Apesar de se esperar pragmatismo na norma e fácil verificação, para a adoção de práticas sustentáveis não é tão simples assim. Considerando que a maior parte das lavouras de grãos plantados são de sequeiro e sendo a seca o principal evento para o pagamento de indenizações tanto do Programa de Garantia da Atividade Agropecuária – Proagro quanto do Programa de Subvenção ao Prêmio do Seguro Rural – PSR nos últimos 5 anos safra, o ZARC NM (Zoneamento Agrícola de Risco Climático – Níveis de Manejo), que classifica o risco climático considerando o manejo do solo e a resiliência em relação a estresse hídrico, pode ser um dos caminhos. Mas ainda persistem complexidades para a verificação de seus critérios técnicos.
No conjunto de propostas para o Plano Safra 2023/2024 que foram apresentadas pela Agroicone, aprimoradas e endossadas pela Força Tarefa de Finanças Verdes da Coalizão Brasil Clima, Florestas e Agricultura, sugerimos alguns caminhos:
1 – Observância do ZARC como critério obrigatório para o crédito de custeio (que poderíamos começar com abatimento na taxa de juros após o final do contrato de custeio quando o empreendimento financiado cumpriu o ZARC);
2 – Condição diferenciada para beneficiários que apresentem apólice de seguro rural vigente com ou sem subvenção econômica (também poderá ter o abatimento no final do contrato de crédito, evitando cancelamentos de apólices, direcionando incentivos para a gestão integrada de riscos na agropecuária);
3 – Observância da qualidade das pastagens dos contratos de crédito de custeio para aquisição de bovinos, quando o sistema de produção é baseado a pasto (utilizando o Atlas da Pastagem atualizado anualmente pelo Laboratório de Processamento de Imagens e Geoprocessamento – Lapig da Universidade Federal de Goiás);
4 – A observância do Atlas de Irrigação da Agência Nacional Águas – ANA em operações de custeio para lavouras irrigadas;
5 – Avaliação de atributos sobre a propriedade e práticas adotadas considerando os campos já disponíveis para preenchimento no SICOR, definindo as exigências para conceder o abatimento do crédito rural de acordo com o empreendimento financiado (lista disponível no documento na Nota Técnica 1 com as propostas para o Plano Safra 2023/2024).
De todo modo, é preciso entender essa iniciativa do Plano Safra 2023/2024 (agricultura empresarial) como um primeiro passo, mesmo que abaixo do desejável para os critérios de sustentabilidade do imóvel rural, que precisa ser implementado e aprimorado ao longo do tempo. Os custos de transação irão aumentar no curto prazo, mas à medida em que mais informações dos imóveis rurais e das práticas adotadas são coletadas e informadas ao SICOR, maior será o alinhamento do crédito rural com atributos de sustentabilidade e maiores deverão ser os benefícios concedidos ao produtor rural. Ainda, com o open banking, o produtor rural sendo detentor de suas informações terá incentivo para concedê-las às instituições financeiras, ampliando a competição do mercado que queria atrair aqueles que adotam as melhores práticas de produção, além de fomentar as finanças sustentáveis de forma geral.

+===+

> _Objetivo_: Dê continuidade ao texto sobre critérios de sustentabilidade no crédito rural do Plano Safra 2023/2024, começando logo após a sua última frase.

> _Linhas de dados_:

+===+

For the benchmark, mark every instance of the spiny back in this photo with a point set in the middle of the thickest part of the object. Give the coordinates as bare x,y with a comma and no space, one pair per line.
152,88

+===+

> _Resultado do exercício_:
Lacuna: e os instrumentos de gestão de risco?
Outro ponto importante que merece destaque é a ausência de anúncios envolvendo os instrumentos de gestão de riscos climáticos. Observou-se apenas o anúncio de que as alíquotas do Proagro Mais vão cair 50% para a produção de alimentos (fato este que deve ser monitorado com atenção, uma vez que a sinistralidade observada do Proagro e a exposição ao risco moral são questões observadas nos últimos anos). Não houve anúncio sobre recursos para suplementar o Programa de Subvenção ao Prêmio do Seguro Rural – PSR no ano de 2023, além de nenhuma movimentação em torno da agenda de gestão de riscos.
Adicionalmente, é necessário a continuação do processo virtuoso de melhorias do ZARC observado na atualização das metodologias, da criação do ZARC Pro (baseado em índices de produtividade) e do ZARC Níveis de Manejo (que incorpora boas práticas na definição do risco), além de outros aprimoramentos como aqueles apresentados na Nota Técnica 2 com propostas para o Plano Safra 2023/2024.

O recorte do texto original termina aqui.